MATERIAL SUPPLIED Block Start

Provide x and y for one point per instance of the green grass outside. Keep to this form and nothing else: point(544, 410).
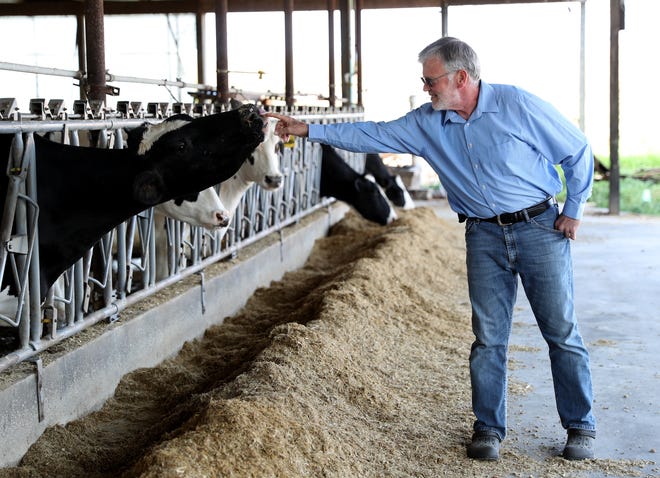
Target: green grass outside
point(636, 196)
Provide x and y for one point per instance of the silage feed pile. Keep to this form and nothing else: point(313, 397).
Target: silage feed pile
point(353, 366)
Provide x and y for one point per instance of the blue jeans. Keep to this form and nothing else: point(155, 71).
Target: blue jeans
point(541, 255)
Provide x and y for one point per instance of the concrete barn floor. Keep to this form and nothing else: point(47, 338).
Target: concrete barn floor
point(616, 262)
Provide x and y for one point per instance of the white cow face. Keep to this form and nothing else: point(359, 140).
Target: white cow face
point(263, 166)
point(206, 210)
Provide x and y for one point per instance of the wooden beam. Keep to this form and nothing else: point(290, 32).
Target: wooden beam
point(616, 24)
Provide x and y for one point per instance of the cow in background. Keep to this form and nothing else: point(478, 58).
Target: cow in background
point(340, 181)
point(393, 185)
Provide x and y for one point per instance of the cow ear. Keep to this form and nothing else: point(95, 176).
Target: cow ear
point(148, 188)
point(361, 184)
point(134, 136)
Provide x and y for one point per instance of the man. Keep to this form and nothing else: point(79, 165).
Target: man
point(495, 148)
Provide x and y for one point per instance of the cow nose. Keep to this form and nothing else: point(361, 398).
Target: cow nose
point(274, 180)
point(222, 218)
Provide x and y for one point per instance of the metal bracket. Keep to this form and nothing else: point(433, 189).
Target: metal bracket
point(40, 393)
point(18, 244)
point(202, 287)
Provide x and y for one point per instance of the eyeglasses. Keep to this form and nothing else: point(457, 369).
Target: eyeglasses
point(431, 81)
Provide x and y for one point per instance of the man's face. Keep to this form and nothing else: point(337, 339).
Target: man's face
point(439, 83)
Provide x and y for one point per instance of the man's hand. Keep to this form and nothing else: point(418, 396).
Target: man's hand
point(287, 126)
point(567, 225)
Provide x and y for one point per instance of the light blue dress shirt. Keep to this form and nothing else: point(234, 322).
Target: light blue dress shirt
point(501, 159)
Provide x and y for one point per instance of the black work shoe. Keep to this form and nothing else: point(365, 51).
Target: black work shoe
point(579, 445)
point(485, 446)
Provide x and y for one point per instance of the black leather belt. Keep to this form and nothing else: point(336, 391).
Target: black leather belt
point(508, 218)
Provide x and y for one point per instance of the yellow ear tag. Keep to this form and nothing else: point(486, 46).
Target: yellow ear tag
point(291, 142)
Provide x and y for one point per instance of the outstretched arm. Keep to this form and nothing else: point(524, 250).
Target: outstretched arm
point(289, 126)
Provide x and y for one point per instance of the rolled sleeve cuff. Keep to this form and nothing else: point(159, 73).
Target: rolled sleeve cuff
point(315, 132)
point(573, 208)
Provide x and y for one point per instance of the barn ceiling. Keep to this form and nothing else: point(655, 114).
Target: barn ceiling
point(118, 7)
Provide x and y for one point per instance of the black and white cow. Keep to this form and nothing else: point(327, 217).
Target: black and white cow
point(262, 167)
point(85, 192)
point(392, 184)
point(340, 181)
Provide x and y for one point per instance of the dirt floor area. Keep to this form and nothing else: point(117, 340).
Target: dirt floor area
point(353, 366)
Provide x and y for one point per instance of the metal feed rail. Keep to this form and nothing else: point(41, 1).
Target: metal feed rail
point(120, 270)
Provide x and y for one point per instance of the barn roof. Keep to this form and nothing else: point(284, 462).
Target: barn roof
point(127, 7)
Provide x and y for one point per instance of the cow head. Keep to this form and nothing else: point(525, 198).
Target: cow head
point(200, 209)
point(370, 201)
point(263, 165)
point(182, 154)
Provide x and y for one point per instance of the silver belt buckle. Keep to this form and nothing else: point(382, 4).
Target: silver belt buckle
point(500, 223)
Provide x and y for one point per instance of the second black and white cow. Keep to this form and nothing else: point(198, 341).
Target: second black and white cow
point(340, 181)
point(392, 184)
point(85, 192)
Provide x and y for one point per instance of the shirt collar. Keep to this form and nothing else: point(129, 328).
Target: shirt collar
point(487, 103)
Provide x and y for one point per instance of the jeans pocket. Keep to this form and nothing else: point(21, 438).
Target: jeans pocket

MATERIAL SUPPLIED Block End

**TASK STATEMENT**. Reprint exactly the lines above that start at the one with "Target: barn roof" and end at the one with "else: point(129, 328).", keeping both and adding none.

**TASK ANSWER**.
Target: barn roof
point(127, 7)
Provide x and y for one point per instance of the cow head. Keep to this form and nothing else: point(525, 198).
Target: cow head
point(200, 209)
point(370, 201)
point(263, 165)
point(182, 154)
Provide x and y for one point per instance of the silver belt buckle. Keep to this form and nothing else: point(382, 4).
Target: silver belt buckle
point(500, 223)
Provide x and y for one point per instance of the second black and white cow. Keep to this form and nothing else: point(198, 341).
Target: second black and white cow
point(340, 181)
point(392, 184)
point(85, 192)
Provide x and y for one point per instance of the shirt collar. Keep to this form and nothing else: point(129, 328).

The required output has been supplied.